> WHAT YOU SHOULD DO
Write out the listing below exactly, beginning at its first line and ending with the line that contains "box: [0, 0, 594, 576]".

Start of DATASET

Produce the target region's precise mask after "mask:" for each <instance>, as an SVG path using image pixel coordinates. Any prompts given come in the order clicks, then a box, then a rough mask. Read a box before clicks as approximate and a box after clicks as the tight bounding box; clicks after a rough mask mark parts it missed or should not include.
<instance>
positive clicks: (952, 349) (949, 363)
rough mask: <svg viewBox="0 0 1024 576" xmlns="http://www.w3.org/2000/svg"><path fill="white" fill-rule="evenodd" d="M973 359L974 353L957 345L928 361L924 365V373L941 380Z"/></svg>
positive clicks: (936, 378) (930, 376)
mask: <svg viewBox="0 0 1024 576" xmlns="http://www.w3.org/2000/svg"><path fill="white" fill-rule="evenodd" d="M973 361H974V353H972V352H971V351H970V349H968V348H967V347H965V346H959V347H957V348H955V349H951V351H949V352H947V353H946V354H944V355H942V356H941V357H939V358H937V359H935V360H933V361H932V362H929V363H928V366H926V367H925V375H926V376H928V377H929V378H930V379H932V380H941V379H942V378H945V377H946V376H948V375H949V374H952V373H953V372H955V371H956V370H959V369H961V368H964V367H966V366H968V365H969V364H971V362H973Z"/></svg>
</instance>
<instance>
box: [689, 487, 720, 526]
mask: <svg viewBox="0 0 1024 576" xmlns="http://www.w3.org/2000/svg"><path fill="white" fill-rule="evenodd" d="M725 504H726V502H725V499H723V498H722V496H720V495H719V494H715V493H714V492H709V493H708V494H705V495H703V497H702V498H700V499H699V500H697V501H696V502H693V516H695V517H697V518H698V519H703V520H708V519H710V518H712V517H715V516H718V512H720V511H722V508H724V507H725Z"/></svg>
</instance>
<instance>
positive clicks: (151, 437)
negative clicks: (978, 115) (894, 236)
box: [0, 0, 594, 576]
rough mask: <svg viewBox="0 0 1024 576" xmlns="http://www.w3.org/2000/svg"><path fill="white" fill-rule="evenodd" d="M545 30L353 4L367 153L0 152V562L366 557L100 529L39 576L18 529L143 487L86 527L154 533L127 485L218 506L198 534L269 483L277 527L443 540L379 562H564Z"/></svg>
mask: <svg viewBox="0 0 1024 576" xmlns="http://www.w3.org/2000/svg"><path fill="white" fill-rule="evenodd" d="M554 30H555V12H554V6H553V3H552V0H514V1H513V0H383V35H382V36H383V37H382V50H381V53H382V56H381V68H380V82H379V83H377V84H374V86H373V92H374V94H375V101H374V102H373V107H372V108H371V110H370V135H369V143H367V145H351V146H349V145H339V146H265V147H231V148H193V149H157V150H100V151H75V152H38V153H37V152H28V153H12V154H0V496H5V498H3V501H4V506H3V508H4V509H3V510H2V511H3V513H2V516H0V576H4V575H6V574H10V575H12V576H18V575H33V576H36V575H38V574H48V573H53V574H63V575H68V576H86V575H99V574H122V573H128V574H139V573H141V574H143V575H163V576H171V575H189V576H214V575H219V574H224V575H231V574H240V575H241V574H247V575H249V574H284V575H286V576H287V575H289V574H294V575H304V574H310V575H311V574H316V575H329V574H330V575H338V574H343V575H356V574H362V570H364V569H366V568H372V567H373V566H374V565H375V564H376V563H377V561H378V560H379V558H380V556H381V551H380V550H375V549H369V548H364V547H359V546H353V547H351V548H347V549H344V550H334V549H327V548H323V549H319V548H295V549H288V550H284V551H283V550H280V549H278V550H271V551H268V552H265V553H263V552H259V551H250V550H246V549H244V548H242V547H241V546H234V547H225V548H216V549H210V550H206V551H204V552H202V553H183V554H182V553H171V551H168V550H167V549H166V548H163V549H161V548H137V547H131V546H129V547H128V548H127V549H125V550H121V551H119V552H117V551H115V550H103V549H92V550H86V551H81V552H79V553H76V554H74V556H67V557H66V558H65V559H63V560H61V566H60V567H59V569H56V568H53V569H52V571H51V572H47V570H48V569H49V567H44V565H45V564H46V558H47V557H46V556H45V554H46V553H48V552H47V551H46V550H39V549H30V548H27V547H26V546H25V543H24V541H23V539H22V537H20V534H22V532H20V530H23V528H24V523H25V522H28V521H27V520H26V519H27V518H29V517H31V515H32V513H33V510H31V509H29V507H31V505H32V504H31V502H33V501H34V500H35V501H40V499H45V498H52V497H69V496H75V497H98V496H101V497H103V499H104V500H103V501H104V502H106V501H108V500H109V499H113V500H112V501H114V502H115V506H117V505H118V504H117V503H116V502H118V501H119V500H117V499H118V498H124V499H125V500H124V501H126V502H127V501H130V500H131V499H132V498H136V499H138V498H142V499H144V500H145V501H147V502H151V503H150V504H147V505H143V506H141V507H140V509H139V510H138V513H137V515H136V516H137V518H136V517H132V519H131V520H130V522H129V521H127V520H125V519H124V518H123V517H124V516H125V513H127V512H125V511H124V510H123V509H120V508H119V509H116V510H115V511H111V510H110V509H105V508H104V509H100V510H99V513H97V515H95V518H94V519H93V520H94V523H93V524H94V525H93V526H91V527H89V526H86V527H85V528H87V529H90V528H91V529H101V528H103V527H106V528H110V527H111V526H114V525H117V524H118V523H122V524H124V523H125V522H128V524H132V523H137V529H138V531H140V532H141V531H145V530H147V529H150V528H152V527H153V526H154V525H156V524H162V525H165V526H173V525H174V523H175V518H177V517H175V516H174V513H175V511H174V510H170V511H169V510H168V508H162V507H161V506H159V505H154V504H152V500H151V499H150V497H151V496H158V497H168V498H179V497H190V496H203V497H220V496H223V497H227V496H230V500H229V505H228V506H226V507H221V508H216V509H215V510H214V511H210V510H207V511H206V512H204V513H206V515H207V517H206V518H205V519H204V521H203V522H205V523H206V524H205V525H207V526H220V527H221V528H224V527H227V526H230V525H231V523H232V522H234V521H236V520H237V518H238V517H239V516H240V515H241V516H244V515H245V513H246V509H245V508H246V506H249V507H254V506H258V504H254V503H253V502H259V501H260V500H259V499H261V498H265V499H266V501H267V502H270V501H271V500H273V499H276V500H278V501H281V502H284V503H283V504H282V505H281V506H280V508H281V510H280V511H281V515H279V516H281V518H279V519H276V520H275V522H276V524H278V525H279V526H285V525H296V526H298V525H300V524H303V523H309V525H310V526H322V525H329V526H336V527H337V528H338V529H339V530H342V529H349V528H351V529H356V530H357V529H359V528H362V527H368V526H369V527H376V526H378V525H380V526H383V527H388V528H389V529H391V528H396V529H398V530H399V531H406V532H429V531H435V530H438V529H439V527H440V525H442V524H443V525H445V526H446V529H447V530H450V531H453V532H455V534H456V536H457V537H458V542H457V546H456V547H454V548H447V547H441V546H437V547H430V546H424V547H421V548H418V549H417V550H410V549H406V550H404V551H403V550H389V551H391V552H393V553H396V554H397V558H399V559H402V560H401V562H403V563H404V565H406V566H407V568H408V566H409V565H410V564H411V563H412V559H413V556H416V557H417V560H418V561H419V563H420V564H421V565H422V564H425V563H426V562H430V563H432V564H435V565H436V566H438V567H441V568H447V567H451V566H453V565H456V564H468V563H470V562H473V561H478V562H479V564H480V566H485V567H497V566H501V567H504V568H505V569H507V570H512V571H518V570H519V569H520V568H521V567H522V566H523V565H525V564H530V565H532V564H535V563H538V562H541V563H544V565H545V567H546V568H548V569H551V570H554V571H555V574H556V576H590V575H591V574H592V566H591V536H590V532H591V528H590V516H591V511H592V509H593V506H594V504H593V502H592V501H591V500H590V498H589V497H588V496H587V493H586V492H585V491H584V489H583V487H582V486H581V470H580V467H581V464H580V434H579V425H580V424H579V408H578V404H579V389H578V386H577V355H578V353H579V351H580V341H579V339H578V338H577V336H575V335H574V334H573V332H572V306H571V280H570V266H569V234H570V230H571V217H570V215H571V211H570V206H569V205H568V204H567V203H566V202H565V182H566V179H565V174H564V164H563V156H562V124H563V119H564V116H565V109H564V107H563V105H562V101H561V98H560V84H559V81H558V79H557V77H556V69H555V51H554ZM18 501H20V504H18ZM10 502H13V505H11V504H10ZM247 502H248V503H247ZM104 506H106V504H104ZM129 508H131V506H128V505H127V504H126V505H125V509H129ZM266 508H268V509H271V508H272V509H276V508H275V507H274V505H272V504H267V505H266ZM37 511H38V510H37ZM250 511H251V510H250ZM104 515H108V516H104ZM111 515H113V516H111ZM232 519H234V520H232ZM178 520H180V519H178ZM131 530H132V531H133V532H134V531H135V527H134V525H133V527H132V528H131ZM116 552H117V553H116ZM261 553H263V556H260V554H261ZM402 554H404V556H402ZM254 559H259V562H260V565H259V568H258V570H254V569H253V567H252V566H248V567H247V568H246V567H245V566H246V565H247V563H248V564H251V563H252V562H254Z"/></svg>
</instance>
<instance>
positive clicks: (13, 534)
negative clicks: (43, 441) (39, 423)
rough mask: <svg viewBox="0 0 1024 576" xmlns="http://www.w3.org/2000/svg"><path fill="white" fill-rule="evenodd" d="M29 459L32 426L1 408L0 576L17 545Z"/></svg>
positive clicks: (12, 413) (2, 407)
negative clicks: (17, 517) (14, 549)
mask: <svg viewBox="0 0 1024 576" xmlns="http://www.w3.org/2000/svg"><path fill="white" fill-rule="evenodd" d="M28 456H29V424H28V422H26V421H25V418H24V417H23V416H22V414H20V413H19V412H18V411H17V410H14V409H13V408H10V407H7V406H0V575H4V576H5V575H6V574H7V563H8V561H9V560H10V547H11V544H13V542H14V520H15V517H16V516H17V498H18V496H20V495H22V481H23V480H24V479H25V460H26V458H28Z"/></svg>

End of DATASET

> RESPONSE FOR THIS EXERCISE
Produce the target region's precise mask after "mask:" for each <instance>, as an SVG path using image pixel coordinates. Any prompts given come in the order clicks, then a box, then a rough mask. Read a box before clicks as approximate and a box after clicks as the tight bounding box; clicks after a rough mask mark parts it missed or should not include.
<instance>
positive clicks: (952, 349) (949, 363)
rough mask: <svg viewBox="0 0 1024 576" xmlns="http://www.w3.org/2000/svg"><path fill="white" fill-rule="evenodd" d="M973 359L974 353L957 345L928 361L924 365V373L941 380Z"/></svg>
positive clicks: (936, 378) (930, 376)
mask: <svg viewBox="0 0 1024 576" xmlns="http://www.w3.org/2000/svg"><path fill="white" fill-rule="evenodd" d="M973 361H974V353H972V352H971V351H970V349H968V348H967V347H965V346H959V347H957V348H955V349H951V351H949V352H947V353H946V354H944V355H942V356H941V357H939V358H937V359H935V360H933V361H932V362H929V363H928V366H926V367H925V375H926V376H928V377H929V378H930V379H932V380H941V379H942V378H945V377H946V376H948V375H949V374H952V373H953V372H955V371H956V370H959V369H961V368H964V367H966V366H968V365H969V364H971V362H973Z"/></svg>
</instance>
<instance>
box: [689, 487, 720, 526]
mask: <svg viewBox="0 0 1024 576" xmlns="http://www.w3.org/2000/svg"><path fill="white" fill-rule="evenodd" d="M725 504H726V502H725V499H723V498H722V496H720V495H719V494H715V493H714V492H709V493H708V494H705V495H703V497H702V498H700V499H699V500H697V501H696V502H693V516H695V517H697V518H698V519H703V520H708V519H710V518H712V517H715V516H718V512H720V511H722V508H724V507H725Z"/></svg>
</instance>
<instance>
positive clicks: (151, 437)
negative clicks: (978, 115) (894, 236)
box: [0, 0, 594, 576]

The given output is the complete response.